### BLOC DE TEXTE

Il est peu probable que les stratèges du SEIU acceptent une augmentation sans un syndicat pour les salariés des fast-food. Le syndicat a dépensé des millions de dollars pour organiser et soutenir le « Fight for 15 ». La bureaucratie syndicale n’aurait pas agi ainsi si elle ne s’attendait pas à une éventuelle rentrée de nouveaux membres et de nouvelles cotisations.

Les mots doux de Cuomo pour le SEIU pendant son annonce mercredi dernier, le discours de Hillary Clinton devant la convention du FightFor15 à Détroit montrent par ailleurs que le syndicat fera tout pour travailler au service du Parti démocrate en vue des prochaines élections. Pourtant, conquérir des droits syndicaux pour des millions de travailleurs constituerait une véritable victoire. Le salaire minimum à $15 est devenu la revendication qui peut unifier les travailleurs à bas salaires à travers le pays et ces récentes victoires peuvent encourager de plus en plus de travailleurs à lutter.

######
### MATÉRIEL FOURNI

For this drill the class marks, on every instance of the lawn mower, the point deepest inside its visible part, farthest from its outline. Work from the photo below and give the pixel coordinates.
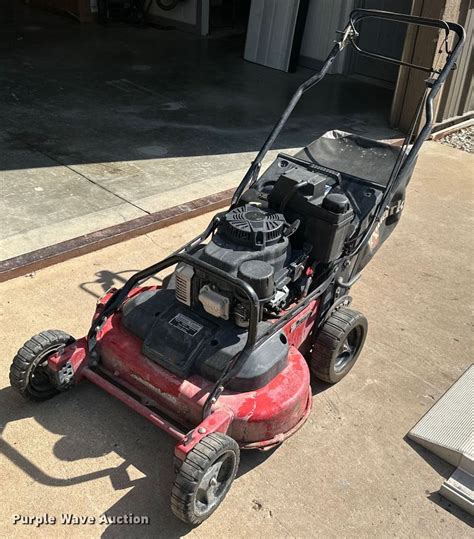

######

CONSIGNES:
1 - Recopiez le passage sur le SEIU en commençant à « Les mots doux » et en terminant à « travailleurs à lutter. », et renommez « mercredi » en « jeudi ».
2 - D'après le passage sur le SEIU, combien le syndicat a-t-il dépensé pour organiser et soutenir le « Fight for 15 » ?

CORRIGÉ:
1 -
Les mots doux de Cuomo pour le SEIU pendant son annonce jeudi dernier, le discours de Hillary Clinton devant la convention du FightFor15 à Détroit montrent par ailleurs que le syndicat fera tout pour travailler au service du Parti démocrate en vue des prochaines élections. Pourtant, conquérir des droits syndicaux pour des millions de travailleurs constituerait une véritable victoire. Le salaire minimum à $15 est devenu la revendication qui peut unifier les travailleurs à bas salaires à travers le pays et ces récentes victoires peuvent encourager de plus en plus de travailleurs à lutter.

2 - Des millions de dollars.